Start of DOCUMENT EXTRACT
Leash up your dog and bring them to the room with the pee pad. If your pup begins sniffing, verbally encourage them to continue.
You’re trying to get your dog to become familiar enough with the pee pad that they feel comfortable using it when the time comes.
This will require more than one introduction, just so you know.
Each period of your dog sniffing around the pee pad should last for a few minutes. Any longer than that and your pup may begin losing interest, which is fine.
Keep repeating the introductions several times per day every day. Within a few days, your dog will feel used to being around the pee pad.
Step 3 – Make Going to the Pee Pad a Routine
Now that your dog is familiar with the pee pad, you want to make its presence in your senior pup’s life an everyday part of the routine.
You know how often your dog usually goes, so when it’s around that time, take them to the pee pad.
You should also bring them to the pad if it’s been about 20 minutes since they’ve eaten or drank as well as first thing in the morning and right before you go to bed.
In the beginning, sticking to the same time periods for using the pee pad is important, as this will reinforce habits.
Step 4 – Use Verbal Commands
Now comes the part where you verbally instruct your dog to use the pee pads.
After all, even if your senior pup has got to go, they might not know or remember how to use the pee pads at first.
Your command might be something like, “go pee” or “go poop.”
You want to issue your command firmly but speak in a higher pitch. Don’t sound angry or consternated but upbeat and cheerful.
The goal is to get your senior dog to associate the pee pad positively, and sounding glum or frustrated won’t achieve that.
Don’t expect your dog to begin peeing on command the first time you issue the verbal prompt. It’s going to take repeated instances for them to finally do it.
Step 5 – Reward Your Dog
Your dog did what you wanted, so now it’s time for positive reinforcement.
You should verbally and physically praise your dog with lots of scratches and head pats.
You can also offer them treats but try to limit the quantity and how often you do this.
If your dog gets treats once a day, those training treats would count as their daily treats.
Step 6 – Repeat as Needed
You can teach an old dog new tricks, but it can take a while. Each day, keep repeating the same routine, and eventually, your dog will begin using the pee pads to make waste.
Training Tips for Senior Dogs
To ensure that training your senior dog to use pee pads goes as smoothly as possible, here are a couple of additional tips for you to keep in mind.
End of DOCUMENT EXTRACT
Start of INFORMATION SHOWN
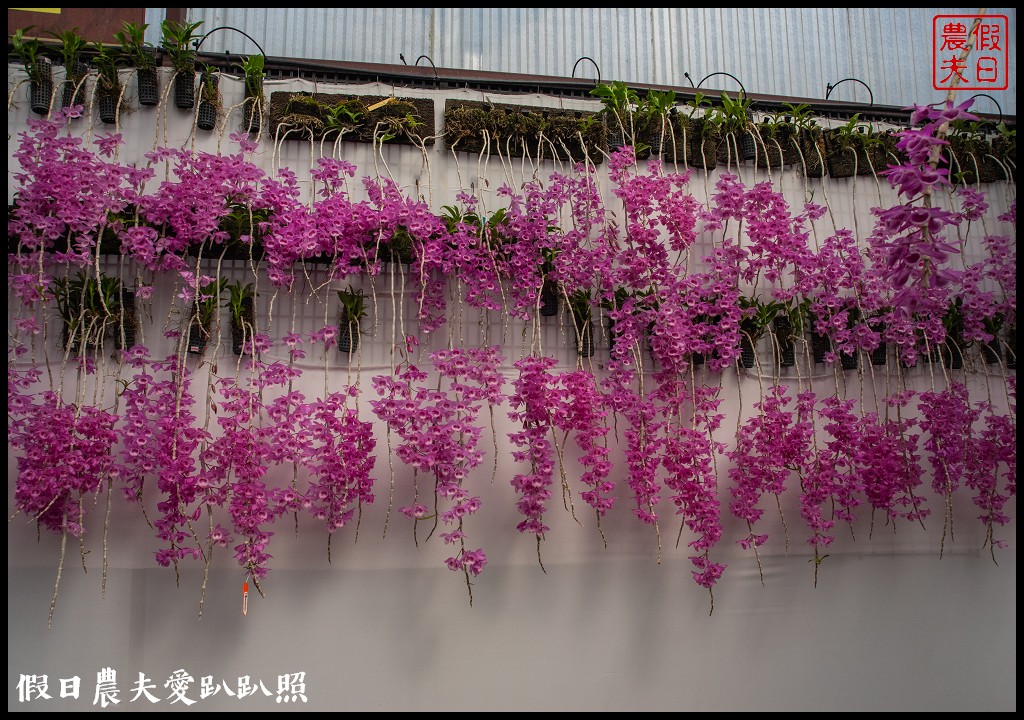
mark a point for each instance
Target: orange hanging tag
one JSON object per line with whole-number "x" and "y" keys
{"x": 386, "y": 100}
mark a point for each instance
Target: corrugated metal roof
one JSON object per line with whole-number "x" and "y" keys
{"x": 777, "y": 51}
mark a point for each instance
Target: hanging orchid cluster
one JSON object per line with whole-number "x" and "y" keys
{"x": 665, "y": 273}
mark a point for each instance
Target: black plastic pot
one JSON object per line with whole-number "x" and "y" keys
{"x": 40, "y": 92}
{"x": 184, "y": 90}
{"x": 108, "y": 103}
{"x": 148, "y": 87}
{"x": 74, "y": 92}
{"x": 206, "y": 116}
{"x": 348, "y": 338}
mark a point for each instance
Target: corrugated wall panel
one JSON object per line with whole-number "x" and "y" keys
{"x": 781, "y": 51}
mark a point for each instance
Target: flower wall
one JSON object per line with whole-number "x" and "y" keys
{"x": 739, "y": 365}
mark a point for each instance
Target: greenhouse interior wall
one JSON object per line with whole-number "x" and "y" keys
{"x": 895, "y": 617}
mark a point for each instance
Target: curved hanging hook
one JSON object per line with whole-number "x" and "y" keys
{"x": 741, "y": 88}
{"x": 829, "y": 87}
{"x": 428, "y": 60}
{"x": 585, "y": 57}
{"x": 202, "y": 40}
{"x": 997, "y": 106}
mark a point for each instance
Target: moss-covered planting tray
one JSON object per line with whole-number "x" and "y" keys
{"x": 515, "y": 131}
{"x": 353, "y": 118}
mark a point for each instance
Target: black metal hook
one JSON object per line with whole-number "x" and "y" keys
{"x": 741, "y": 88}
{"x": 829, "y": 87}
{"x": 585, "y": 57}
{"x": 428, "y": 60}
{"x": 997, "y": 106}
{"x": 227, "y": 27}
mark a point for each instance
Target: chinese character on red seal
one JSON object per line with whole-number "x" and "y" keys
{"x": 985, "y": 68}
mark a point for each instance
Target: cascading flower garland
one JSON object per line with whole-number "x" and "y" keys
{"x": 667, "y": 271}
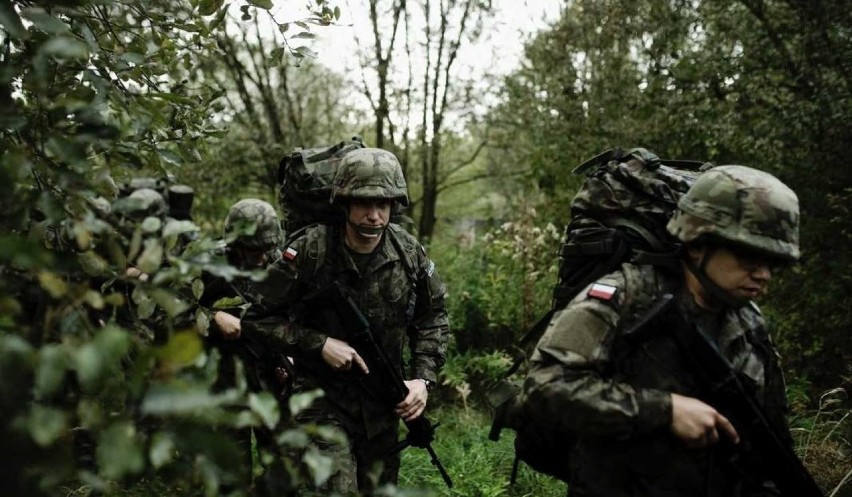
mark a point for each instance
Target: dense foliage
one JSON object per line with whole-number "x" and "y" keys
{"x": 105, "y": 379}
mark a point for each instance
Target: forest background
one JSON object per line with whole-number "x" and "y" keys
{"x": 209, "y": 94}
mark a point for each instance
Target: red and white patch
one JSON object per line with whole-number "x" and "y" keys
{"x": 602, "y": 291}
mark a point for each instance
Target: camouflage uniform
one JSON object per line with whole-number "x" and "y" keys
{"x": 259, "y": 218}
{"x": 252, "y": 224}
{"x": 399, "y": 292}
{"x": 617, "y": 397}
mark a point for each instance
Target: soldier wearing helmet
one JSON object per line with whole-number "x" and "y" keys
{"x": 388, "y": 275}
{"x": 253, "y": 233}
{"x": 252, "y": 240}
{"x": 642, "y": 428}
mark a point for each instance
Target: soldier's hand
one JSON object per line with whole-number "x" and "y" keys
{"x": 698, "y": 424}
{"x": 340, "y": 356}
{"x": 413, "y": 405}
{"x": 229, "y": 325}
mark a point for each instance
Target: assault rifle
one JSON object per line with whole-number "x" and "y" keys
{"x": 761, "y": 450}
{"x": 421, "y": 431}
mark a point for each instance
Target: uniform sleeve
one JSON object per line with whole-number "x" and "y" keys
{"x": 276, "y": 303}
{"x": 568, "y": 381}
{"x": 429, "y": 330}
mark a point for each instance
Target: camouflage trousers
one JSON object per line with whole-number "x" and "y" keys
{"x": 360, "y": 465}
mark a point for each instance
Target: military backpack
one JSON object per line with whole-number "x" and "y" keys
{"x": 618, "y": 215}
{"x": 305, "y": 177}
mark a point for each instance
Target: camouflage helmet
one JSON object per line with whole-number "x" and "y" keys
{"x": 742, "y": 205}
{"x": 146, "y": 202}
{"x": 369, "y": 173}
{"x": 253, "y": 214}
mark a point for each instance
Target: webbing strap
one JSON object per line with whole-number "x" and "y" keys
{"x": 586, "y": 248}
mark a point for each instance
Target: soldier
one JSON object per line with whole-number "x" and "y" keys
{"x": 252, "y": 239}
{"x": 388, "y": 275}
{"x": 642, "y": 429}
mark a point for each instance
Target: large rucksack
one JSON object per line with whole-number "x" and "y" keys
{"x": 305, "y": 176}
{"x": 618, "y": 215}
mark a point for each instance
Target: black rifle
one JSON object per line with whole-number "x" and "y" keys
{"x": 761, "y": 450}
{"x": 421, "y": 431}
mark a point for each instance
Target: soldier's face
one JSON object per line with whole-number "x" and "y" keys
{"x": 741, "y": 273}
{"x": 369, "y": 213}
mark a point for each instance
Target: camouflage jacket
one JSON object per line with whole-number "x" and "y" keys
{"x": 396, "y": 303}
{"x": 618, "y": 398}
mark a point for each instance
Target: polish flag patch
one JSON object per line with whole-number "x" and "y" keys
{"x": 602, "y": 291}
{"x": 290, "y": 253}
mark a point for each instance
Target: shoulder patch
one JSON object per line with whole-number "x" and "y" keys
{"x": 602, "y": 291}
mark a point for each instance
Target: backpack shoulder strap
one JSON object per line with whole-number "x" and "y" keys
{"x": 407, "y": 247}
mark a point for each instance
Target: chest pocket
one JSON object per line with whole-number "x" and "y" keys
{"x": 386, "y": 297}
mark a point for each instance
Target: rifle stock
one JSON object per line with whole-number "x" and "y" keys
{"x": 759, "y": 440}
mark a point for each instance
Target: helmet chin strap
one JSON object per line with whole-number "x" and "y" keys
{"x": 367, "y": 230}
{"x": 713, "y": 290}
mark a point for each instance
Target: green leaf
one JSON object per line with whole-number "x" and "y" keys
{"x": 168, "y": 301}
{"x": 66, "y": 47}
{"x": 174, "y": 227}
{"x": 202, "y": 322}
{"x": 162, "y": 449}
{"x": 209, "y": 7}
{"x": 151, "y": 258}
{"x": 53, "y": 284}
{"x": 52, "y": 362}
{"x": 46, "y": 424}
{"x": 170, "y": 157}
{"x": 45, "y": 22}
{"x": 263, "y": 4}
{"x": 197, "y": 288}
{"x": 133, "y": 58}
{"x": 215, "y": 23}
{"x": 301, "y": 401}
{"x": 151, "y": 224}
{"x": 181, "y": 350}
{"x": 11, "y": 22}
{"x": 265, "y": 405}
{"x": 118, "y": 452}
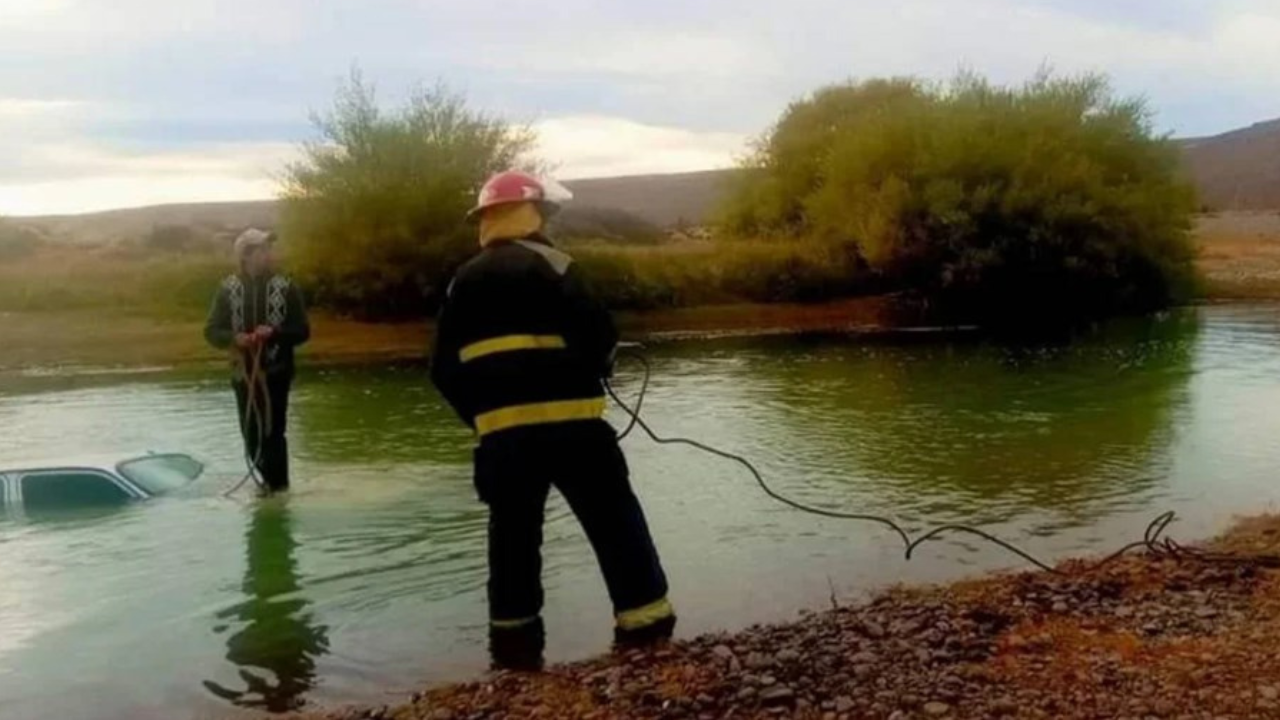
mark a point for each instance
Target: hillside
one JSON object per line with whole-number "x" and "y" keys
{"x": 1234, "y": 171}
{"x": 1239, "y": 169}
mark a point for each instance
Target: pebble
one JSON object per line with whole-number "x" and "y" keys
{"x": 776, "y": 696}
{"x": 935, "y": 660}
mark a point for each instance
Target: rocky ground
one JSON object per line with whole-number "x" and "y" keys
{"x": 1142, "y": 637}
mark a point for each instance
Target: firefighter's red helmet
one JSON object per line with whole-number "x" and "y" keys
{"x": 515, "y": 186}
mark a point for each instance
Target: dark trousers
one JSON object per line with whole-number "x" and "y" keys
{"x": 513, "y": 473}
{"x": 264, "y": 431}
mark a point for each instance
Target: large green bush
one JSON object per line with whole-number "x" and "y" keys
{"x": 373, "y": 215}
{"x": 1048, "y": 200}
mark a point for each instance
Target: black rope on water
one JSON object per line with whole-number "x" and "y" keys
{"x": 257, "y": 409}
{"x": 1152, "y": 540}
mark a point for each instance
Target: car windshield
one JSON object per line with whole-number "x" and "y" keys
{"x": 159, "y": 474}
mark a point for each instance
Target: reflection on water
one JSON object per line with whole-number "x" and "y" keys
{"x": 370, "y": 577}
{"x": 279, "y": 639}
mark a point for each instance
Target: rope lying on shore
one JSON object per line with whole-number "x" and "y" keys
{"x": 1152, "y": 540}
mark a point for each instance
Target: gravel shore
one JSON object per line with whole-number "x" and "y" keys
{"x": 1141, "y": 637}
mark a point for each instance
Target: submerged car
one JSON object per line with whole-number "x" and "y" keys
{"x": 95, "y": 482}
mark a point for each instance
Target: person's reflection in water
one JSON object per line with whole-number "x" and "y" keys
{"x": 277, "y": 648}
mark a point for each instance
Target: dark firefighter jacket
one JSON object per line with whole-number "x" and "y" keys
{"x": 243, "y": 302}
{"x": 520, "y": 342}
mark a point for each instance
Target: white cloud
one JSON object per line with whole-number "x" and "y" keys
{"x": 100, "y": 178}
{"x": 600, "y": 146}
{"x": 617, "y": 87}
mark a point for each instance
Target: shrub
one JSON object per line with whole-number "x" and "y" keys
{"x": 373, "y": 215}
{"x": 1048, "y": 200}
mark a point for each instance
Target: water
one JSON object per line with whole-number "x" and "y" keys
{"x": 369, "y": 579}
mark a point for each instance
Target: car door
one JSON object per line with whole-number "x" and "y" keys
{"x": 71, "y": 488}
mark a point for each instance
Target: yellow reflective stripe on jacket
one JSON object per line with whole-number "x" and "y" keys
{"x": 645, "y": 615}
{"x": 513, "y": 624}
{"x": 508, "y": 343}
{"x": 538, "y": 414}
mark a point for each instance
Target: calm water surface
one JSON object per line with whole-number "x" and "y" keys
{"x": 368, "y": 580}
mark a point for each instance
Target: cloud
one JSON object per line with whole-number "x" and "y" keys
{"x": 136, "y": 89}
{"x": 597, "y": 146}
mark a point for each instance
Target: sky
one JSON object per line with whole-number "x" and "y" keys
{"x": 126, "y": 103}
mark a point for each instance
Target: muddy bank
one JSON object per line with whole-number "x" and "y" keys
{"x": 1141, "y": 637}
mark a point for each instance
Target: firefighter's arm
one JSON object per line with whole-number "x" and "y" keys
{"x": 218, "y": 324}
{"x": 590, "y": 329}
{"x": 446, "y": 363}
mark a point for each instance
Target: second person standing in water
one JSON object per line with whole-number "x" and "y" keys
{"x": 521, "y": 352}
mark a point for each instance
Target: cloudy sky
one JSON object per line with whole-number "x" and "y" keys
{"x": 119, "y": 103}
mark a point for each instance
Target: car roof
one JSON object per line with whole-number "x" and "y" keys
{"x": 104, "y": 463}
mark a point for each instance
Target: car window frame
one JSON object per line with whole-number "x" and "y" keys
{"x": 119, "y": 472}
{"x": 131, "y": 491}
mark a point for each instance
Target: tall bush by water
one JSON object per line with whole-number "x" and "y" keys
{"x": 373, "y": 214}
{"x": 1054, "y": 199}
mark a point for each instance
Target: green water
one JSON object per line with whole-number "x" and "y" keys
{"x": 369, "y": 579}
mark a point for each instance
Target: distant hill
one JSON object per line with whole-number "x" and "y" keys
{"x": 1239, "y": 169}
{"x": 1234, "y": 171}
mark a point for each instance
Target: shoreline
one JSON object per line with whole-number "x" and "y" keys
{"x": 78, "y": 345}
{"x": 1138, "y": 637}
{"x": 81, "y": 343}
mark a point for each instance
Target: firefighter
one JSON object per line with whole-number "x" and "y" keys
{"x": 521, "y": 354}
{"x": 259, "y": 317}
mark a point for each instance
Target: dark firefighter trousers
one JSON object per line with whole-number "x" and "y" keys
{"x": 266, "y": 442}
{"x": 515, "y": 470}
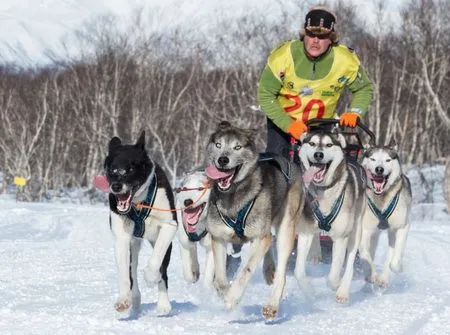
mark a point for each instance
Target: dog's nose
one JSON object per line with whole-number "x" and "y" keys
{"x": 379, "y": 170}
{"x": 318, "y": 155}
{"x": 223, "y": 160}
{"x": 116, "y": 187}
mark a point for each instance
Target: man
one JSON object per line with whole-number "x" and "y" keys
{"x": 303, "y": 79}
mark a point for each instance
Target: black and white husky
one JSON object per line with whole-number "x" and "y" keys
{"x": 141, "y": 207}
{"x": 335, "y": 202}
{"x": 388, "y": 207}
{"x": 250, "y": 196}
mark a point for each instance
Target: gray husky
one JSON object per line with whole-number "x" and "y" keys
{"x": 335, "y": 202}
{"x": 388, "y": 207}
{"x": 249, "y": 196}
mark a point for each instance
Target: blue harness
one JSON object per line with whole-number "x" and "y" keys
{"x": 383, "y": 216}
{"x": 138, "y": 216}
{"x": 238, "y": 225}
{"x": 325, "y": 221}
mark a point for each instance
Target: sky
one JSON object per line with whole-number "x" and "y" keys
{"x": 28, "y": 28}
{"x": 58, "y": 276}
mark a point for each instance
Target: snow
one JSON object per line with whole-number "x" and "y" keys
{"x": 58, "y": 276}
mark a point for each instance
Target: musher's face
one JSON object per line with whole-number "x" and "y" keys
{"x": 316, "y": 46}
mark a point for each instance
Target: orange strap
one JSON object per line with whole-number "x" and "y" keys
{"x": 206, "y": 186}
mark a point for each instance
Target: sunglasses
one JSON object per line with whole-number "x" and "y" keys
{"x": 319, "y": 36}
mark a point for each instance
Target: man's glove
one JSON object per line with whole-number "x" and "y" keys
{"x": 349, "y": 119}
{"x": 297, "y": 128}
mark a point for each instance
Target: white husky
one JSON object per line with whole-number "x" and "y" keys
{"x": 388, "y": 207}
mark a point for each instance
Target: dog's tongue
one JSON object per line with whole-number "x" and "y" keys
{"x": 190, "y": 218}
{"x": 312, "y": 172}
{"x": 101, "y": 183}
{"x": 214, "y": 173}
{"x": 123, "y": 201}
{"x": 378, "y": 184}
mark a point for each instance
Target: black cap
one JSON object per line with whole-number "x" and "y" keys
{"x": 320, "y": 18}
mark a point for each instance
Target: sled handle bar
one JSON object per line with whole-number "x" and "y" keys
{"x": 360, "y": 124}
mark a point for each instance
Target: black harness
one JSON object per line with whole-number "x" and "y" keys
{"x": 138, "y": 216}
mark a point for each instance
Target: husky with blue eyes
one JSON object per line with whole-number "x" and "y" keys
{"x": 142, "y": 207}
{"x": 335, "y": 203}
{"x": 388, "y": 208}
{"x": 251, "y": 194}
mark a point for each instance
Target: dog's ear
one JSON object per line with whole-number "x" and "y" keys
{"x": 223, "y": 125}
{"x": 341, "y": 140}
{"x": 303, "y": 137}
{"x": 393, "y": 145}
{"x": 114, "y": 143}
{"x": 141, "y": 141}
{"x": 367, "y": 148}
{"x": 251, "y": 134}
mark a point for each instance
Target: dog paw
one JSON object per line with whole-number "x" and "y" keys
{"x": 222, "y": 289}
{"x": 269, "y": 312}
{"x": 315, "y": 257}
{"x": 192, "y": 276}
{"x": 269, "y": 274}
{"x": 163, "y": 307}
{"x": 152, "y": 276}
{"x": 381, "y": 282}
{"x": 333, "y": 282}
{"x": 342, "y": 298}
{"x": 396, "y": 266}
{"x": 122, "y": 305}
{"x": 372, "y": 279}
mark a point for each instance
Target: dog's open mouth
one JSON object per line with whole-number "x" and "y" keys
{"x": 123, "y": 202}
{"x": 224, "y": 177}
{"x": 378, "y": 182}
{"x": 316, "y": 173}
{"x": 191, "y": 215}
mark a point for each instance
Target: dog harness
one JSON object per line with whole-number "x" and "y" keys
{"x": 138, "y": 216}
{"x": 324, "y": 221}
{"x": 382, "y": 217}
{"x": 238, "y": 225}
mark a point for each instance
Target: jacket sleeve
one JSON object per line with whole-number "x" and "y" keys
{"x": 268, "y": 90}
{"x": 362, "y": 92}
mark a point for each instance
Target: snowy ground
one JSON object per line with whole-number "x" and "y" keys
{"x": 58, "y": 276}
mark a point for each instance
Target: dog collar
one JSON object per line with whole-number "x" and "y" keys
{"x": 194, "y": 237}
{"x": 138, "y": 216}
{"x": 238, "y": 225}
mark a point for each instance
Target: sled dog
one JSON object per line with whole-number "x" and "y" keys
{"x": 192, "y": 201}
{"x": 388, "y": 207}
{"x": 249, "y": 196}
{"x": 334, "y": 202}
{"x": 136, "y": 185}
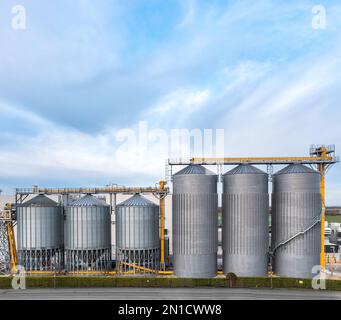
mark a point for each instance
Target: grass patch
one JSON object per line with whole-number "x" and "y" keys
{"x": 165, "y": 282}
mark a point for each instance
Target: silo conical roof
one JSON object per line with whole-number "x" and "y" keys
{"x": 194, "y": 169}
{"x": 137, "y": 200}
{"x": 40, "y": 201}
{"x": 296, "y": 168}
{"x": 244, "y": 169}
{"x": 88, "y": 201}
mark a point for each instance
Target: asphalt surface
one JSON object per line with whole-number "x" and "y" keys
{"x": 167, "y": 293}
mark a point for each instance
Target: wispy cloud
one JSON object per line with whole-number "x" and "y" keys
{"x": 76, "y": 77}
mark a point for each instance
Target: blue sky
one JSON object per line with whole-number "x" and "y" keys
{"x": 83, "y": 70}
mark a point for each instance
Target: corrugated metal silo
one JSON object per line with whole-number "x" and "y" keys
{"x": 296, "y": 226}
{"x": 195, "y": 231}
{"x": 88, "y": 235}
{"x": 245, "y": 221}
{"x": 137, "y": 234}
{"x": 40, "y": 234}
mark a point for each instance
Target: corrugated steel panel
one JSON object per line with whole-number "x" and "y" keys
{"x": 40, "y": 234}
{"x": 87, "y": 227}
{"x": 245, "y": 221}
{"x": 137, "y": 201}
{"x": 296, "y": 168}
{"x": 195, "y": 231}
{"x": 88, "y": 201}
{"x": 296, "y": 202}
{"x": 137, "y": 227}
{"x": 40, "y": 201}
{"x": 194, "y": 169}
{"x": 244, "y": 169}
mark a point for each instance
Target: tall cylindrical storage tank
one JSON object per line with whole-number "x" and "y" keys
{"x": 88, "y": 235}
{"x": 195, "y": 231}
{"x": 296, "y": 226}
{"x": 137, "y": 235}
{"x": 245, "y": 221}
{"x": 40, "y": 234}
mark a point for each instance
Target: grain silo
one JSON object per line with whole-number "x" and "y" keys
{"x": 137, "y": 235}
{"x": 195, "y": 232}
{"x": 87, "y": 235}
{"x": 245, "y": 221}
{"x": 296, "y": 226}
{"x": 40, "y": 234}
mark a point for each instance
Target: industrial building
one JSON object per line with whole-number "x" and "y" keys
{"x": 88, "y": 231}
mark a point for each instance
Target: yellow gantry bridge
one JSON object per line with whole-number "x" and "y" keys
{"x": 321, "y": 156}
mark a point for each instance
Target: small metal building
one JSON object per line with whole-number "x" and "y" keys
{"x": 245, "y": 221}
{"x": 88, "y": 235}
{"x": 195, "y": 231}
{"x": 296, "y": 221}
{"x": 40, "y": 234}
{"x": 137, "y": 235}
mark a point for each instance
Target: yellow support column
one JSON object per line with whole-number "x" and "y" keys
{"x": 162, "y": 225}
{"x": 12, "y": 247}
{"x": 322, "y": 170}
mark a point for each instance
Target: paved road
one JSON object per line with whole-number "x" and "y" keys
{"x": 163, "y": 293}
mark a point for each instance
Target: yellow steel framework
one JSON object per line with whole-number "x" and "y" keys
End of INFORMATION SHOWN
:: REQUIRED WORK ::
Extend the senior dog pee pad training text by writing the next part, starting after its last sentence. The entries are separate material with no connection to the senior dog training text.

:: REPLY TO THE EXERCISE ::
Choose a Pad Size That’s Correct for Your Dog
This first tip is ultra-important.
If your senior dog has a pee pad that’s too small for them, then even if they try to be accurate when they go, they might still make a mess on the floor.
That’s a lose-lose proposition for your dog, which might dissuade them from using the pee pad again.
It’s always better to have a pee pad that’s slightly too big than one that’s slightly too small!
Be Extra Patient When Training a Senior Dog
Going back to what I said in the last section, you can indeed teach old dogs new tricks, but it isn’t easy and it certainly isn’t fast, either.
Although older dogs can usually concentrate better than puppies, they’re sensitive to loud noises and might have a hard time hearing.
Your work can be cut out for you.
You might have to speak in a louder voice when training your senior dog but remember that you don’t want to come across as aggressive at any point. Don’t yell – just project your voice.
Never Limit a Dog’s Water Intake to Help Them Pee Less
Okay, so this last tip isn’t related to training, per se, but I have to include it because it’s crucial for you to know.
Some frustrated dog owners will reduce their senior pup’s water availability thinking that the less the dog drinks, the less they’ll have to pee.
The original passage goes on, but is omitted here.